## 阅读文本

☆ ☆ ☆

环境 rhel6.5
hadoop 安装与测试
[root@server6 ~]# useradd -u 800 hadoop
##id随意,需要注意的是所有节点id必须一致
[root@server6 ~]# id hadoop
uid=800(hadoop) gid=800(hadoop) 组=800(hadoop
[root@server6 ~]# su - hadoop
[hadoop@server6 ~]$ ls
hadoop-2.7.3.tar.gz jdk-7u79-linux-x64.tar.gz
[hadoop@server6 ~]$ tar -zxf hadoop-2.7.3.tar.gz
[hadoop@server6 ~]$ tar -zxf jdk-7u79-linux-x64.tar.gz
[hadoop@server6 ~]$ ln -s hadoop-2.7.3 hadoop
[hadoop@server6 ~]$ ln -s jdk1.7.0_79/ jdk
[hadoop@server6 ~]$ source ~/.bash_profile
[hadoop@server6 ~]$ echo $JAVA_HOME
/home/hadoop/jdk
[hadoop@server6 ~]$ cd hadoop
[hadoop@server6 hadoop]$ mkdir input
[hadoop@server6 hadoop]$ cp etc/hadoop/.xml input/
[hadoop@server6 hadoop]$ bin/hadoop jar share/hadoop/mapreduce/hadoop-mapreduce-examples-2.7.3.jar grep input output 'dfs[a-z.]+'
[hadoop@server6 hadoop]$ ls output/
part-r-00000 _SUCCESS
[hadoop@server6 hadoop]$ cat output/

1 dfsadmin
[hadoop@server6 hadoop]$ vim etc/hadoop/hadoop-env.sh

The java implementation to use.

export JAVA_HOME=/home/hadoop/jdk
##注意java变量路径,否则后面系统起不来。
[hadoop@server6 hadoop]$ bin/hadoop jar share/hadoop/mapreduce/hadoop-mapreduce-examples-2.7.3.jar wordcount input output
伪分布式操作(需要ssh免密)
[hadoop@server6 hadoop]$ vim etc/hadoop/core-site.xml
<configuration>
<property>
<name>fs.defaultFS</name>
<value>hdfs://172.25.35.6:9000</value>
</property>
</configuration>
[hadoop@server6 hadoop]$ vim etc/hadoop/hdfs-site.xml
<configuration>
<property>
<name>dfs.replication</name>
<value>1</value>
</property>
</configuration>
[hadoop@server6 hadoop]$ vim etc/hadoop/slaves
172.25.35.6 ##将默认localhost改为master本主机ip地址
ssh 免密
[hadoop@server6 hadoop]$ exit
logout
[root@server6 ~]# passwd hadoop
[root@server6 ~]# su - hadoop
[hadoop@server6 ~]$ ssh-keygen
[hadoop@server6 ~]$ ssh-copy-id 172.25.35.6
[hadoop@server6 ~]$ ssh 172.25.35.6 ##测试登陆,不需要输密码就ok
也可这样:
[hadoop@server6 ~]$ ssh-keygen
得到公钥后:
[hadoop@server6 ~]$ cd .ssh/
[hadoop@server6 .ssh]$ ls
[hadoop@server6 .ssh]$ mv id_rsa.pub authorized_keys
[hadoop@server6 hadoop]$ bin/hdfs namenode -format ##进行格式化
[hadoop@server6 hadoop]$ sbin/start-dfs.sh ##启动hadoop
[hadoop@server6 hadoop]$ jps ##用jps检验各后台进程是否成功启动,看到以下四个进程,就成功了
6376 DataNode
6274 NameNode
6544 SecondaryNameNode
6687 Jps
浏览器输入:172.25.35.5:70050

伪分布的操作:
[hadoop@server6 hadoop]$ bin/hdfs dfs -mkdir /user
[hadoop@server6 hadoop]$ bin/hdfs dfs -mkdir /user/hadoop
[hadoop@server6 hadoop]$ bin/hdfs dfs -put input test ##上传本地的 input 并改名为 test
那怎么查看呢?用下面的命令
[hadoop@server6 hadoop]$ bin/hdfs dfs -cat output/*
...

☆ ☆ ☆

## 数据部分
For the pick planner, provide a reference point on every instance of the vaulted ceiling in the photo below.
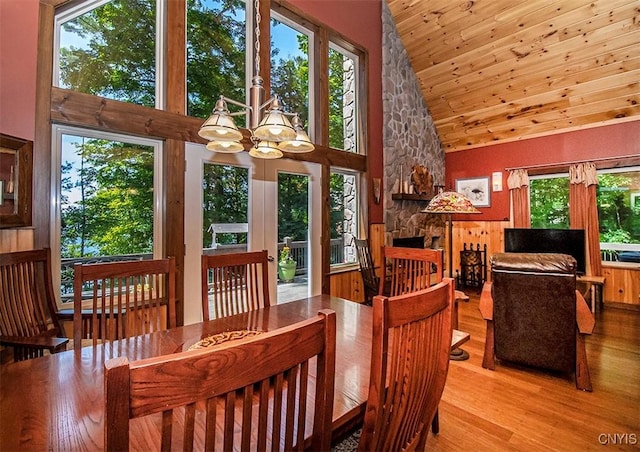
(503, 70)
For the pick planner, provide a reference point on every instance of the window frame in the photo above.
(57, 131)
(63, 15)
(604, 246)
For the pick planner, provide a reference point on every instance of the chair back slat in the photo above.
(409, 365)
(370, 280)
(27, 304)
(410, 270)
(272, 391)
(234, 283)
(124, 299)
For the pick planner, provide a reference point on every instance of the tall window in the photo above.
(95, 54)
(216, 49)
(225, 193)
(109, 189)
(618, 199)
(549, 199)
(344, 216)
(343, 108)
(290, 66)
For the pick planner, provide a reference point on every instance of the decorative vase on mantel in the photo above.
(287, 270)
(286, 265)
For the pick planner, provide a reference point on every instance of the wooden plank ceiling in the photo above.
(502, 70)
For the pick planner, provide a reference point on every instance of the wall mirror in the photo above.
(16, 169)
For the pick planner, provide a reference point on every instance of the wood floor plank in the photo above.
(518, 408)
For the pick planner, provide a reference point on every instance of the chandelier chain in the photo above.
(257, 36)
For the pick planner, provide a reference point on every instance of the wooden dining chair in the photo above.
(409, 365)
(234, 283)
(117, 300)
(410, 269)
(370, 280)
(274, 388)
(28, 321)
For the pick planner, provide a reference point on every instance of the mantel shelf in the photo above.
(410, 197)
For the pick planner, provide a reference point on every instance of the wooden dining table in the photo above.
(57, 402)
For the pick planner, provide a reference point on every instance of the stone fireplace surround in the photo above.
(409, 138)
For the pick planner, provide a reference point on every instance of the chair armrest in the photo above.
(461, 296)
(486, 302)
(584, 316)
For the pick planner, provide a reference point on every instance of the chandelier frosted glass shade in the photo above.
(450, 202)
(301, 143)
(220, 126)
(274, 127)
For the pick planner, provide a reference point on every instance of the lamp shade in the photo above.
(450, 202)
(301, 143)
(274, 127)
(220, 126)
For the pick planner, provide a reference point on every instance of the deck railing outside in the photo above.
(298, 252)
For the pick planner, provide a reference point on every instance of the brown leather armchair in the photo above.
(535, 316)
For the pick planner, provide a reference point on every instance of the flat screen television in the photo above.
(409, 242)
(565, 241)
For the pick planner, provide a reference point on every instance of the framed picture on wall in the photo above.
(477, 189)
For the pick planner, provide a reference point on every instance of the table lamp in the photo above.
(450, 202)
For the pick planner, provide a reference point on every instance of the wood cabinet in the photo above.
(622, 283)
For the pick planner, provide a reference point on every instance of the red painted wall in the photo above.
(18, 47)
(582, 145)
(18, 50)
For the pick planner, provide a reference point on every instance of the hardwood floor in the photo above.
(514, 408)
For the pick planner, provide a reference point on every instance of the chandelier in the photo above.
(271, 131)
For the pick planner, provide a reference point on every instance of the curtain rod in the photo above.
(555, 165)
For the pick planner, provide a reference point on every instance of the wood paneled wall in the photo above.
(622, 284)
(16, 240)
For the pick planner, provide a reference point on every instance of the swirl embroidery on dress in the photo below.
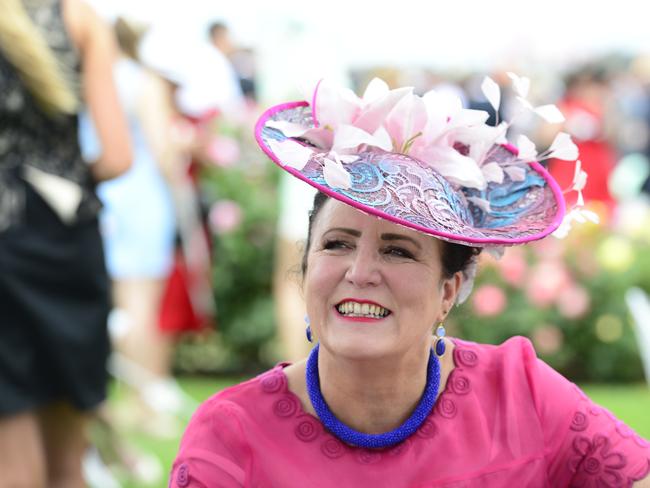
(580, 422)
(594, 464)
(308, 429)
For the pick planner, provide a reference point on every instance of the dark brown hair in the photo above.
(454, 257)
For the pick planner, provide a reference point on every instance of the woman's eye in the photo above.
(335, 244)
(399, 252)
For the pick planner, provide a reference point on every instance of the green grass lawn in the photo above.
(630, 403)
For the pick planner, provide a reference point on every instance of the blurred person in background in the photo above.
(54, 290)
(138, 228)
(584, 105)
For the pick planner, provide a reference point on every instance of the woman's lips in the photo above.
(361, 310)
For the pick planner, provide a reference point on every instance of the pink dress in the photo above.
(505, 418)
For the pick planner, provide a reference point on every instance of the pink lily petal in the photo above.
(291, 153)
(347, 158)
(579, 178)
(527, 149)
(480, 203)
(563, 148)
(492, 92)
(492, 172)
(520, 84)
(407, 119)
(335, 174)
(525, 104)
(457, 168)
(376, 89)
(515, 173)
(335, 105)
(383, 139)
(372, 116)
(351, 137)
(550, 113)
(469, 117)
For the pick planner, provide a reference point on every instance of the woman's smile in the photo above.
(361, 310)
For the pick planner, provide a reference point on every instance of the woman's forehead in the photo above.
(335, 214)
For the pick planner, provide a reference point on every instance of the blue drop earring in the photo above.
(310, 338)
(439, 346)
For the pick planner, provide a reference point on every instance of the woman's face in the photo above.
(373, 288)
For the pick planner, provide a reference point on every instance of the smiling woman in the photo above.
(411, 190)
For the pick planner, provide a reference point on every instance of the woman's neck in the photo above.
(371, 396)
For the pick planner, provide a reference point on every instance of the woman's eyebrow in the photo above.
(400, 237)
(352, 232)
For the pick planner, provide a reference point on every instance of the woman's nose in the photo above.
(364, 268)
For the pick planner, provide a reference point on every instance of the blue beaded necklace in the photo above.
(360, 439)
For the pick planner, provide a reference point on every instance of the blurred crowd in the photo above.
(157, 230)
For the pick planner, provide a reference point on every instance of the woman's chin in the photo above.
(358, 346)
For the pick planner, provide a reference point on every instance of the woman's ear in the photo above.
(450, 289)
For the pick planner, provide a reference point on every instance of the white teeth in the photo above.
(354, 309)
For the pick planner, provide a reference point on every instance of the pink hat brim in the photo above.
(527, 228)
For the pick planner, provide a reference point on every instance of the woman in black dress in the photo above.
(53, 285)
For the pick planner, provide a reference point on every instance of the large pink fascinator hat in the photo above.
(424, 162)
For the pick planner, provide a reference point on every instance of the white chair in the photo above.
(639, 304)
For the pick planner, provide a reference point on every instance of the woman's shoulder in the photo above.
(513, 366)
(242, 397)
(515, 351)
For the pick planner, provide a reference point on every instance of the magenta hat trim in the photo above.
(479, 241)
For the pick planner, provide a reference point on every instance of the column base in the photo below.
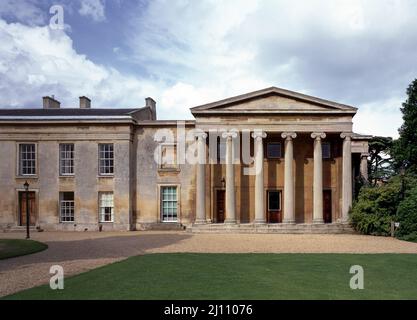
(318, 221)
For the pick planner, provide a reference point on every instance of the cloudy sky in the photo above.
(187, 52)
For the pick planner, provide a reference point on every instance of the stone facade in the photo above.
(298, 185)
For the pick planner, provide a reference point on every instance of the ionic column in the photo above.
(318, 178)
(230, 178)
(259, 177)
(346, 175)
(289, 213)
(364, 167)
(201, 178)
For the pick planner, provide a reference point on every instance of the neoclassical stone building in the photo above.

☆ ☆ ☆

## 书面任务
A – 请将阅读文本中从“The java implementation”开始、到“伪分布式操作(需要ssh免密)”结束的部分逐字抄写下来。
B – 根据阅读文本，hdfs-site.xml 中 dfs.replication 的值被设定为多少？
C – 请列出阅读文本中执行 jps 命令后显示的全部进程名称。

## 结果
A –
The java implementation to use.

export JAVA_HOME=/home/hadoop/jdk
##注意java变量路径,否则后面系统起不来。
[hadoop@server6 hadoop]$ bin/hadoop jar share/hadoop/mapreduce/hadoop-mapreduce-examples-2.7.3.jar wordcount input output
伪分布式操作(需要ssh免密)

B – 1

C – DataNode、NameNode、SecondaryNameNode、Jps